--- BEGIN Source extract ---
In all the decades prior to the one ushered in by 1910, there was not a state, county, city or school district which had as its purpose the absolute removal of illiteracy. When the startling announcement was made by the census-takers at the beginning of the new decade that five and a half million men and women in the Nation had confessed that they could not read or write, there was nowhere an expression of shame or pity or even of surprise. It was accepted as a thing inevitable—the waste product of an inefficient school system. Even the press, usually alert and looking for unusual conditions to exploit, found nothing worth featuring in these tragic figures.
There was a vagueness and confusion in the public mind as to the term illiteracy and what constituted it, where the boundary line between literacy and illiteracy was fixed. Not one person out of ten in the United States could define illiteracy. Few had thought of it at all or had taken occasion to familiarize themselves with the term. It was such an unfamiliar one that the first Illiteracy Commission had to impress itself, to explain itself—its very name, repeatedly. Forestry commissions and fish and game commissions were familiar enough but one which had as its purpose to redeem men and women from illiteracy was a foreign and unintelligible thing. The public, in general, knew little of the baneful effects of illiteracy on the individual or the community. Searching the files of educational reports we find no addresses on this subject, and on the shelves of the public libraries there was nothing to be found save a few statistical reports in scientific journals. The man who made his mark aroused no more concern than the one who wrote his signature. Nowhere in all history is there a record of more general apathy having settled down on a crying need or a worthy cause.
--- END Source extract ---
--- BEGIN Material provided ---
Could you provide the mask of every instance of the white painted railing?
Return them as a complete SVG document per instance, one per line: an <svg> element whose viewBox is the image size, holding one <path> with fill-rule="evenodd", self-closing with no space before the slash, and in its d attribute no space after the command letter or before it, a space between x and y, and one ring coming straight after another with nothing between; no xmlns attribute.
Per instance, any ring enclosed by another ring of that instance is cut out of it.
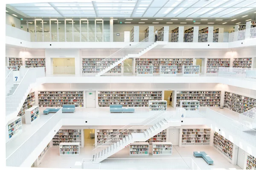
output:
<svg viewBox="0 0 256 170"><path fill-rule="evenodd" d="M108 158L99 163L93 163L91 159L85 159L82 161L82 169L119 170L201 169L191 158Z"/></svg>
<svg viewBox="0 0 256 170"><path fill-rule="evenodd" d="M20 166L61 120L61 109L6 158L6 166Z"/></svg>
<svg viewBox="0 0 256 170"><path fill-rule="evenodd" d="M44 76L44 68L24 68L20 70L21 81L14 93L6 97L6 115L19 110L18 108L23 103L22 101L26 96L26 93L30 85L36 81L36 79ZM29 89L30 90L30 89Z"/></svg>

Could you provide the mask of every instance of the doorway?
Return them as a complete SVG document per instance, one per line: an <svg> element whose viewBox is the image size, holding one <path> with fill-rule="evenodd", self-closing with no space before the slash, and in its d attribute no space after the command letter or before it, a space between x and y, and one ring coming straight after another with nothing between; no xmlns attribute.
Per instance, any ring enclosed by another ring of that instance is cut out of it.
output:
<svg viewBox="0 0 256 170"><path fill-rule="evenodd" d="M95 143L94 129L84 129L84 146L93 146Z"/></svg>
<svg viewBox="0 0 256 170"><path fill-rule="evenodd" d="M86 91L86 108L96 108L96 91Z"/></svg>

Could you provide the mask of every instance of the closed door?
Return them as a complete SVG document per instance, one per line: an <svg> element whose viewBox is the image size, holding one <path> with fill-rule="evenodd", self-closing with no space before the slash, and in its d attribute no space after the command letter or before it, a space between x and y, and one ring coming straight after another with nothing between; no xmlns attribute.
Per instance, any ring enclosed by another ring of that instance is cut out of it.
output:
<svg viewBox="0 0 256 170"><path fill-rule="evenodd" d="M86 91L85 92L86 96L87 108L96 108L96 91Z"/></svg>

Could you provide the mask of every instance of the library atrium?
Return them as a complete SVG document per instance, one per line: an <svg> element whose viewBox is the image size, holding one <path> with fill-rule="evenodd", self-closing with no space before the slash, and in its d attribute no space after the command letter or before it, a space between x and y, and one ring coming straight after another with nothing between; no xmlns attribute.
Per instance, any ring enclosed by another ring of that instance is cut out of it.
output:
<svg viewBox="0 0 256 170"><path fill-rule="evenodd" d="M256 0L5 6L5 166L256 169Z"/></svg>

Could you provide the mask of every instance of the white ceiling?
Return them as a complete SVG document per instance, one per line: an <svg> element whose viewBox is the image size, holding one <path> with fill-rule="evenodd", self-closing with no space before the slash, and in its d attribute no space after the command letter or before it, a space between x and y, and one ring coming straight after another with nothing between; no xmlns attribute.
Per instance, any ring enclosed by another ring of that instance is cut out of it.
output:
<svg viewBox="0 0 256 170"><path fill-rule="evenodd" d="M256 0L102 0L8 6L25 17L228 18L256 11Z"/></svg>

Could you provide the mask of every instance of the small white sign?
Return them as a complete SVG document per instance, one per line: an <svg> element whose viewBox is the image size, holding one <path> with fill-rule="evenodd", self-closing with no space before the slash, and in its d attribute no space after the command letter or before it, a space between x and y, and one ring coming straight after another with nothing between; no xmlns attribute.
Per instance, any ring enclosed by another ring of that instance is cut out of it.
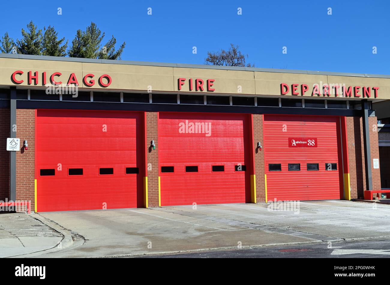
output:
<svg viewBox="0 0 390 285"><path fill-rule="evenodd" d="M7 139L7 150L18 151L20 150L20 140L14 137Z"/></svg>
<svg viewBox="0 0 390 285"><path fill-rule="evenodd" d="M379 168L379 159L378 158L374 158L372 160L372 165L374 165L374 169L377 169Z"/></svg>

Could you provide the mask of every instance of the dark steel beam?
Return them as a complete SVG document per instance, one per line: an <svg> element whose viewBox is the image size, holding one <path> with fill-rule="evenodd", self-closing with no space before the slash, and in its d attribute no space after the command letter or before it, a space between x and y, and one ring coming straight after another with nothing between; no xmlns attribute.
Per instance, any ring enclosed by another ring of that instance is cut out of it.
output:
<svg viewBox="0 0 390 285"><path fill-rule="evenodd" d="M369 105L367 99L362 100L363 125L363 141L364 145L364 164L365 166L366 190L372 190L372 174L371 170L371 150L370 148L370 126L369 124Z"/></svg>

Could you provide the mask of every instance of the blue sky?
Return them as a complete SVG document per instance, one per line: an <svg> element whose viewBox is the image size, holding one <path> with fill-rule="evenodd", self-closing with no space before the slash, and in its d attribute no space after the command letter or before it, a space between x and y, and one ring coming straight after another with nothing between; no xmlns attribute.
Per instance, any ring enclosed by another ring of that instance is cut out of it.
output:
<svg viewBox="0 0 390 285"><path fill-rule="evenodd" d="M202 64L207 51L232 43L257 67L390 74L389 1L21 0L2 8L2 36L20 38L32 20L70 43L92 21L107 40L126 42L122 60Z"/></svg>

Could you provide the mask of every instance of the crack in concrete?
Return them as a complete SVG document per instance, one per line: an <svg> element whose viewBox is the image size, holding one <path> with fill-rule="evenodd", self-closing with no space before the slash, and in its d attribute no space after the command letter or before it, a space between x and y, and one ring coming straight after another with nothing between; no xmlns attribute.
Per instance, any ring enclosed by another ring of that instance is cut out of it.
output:
<svg viewBox="0 0 390 285"><path fill-rule="evenodd" d="M20 241L20 243L21 244L22 244L22 245L23 246L23 247L26 247L26 246L25 246L23 244L23 243L22 243L22 241L21 240L20 240L20 239L19 238L19 237L18 236L17 236L16 234L13 234L12 232L10 232L10 231L6 229L5 228L4 228L1 225L0 225L0 227L1 227L2 228L2 229L4 230L6 230L7 232L8 232L9 233L9 234L10 235L11 235L11 236L14 236L15 238L16 238L17 239L18 239L18 240L19 241Z"/></svg>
--- END Material provided ---
▶ Instruction
Copy out the part of the illiteracy passage above between "In all the decades" and "these tragic figures.", inclusive.

▶ Solution
In all the decades prior to the one ushered in by 1910, there was not a state, county, city or school district which had as its purpose the absolute removal of illiteracy. When the startling announcement was made by the census-takers at the beginning of the new decade that five and a half million men and women in the Nation had confessed that they could not read or write, there was nowhere an expression of shame or pity or even of surprise. It was accepted as a thing inevitable—the waste product of an inefficient school system. Even the press, usually alert and looking for unusual conditions to exploit, found nothing worth featuring in these tragic figures.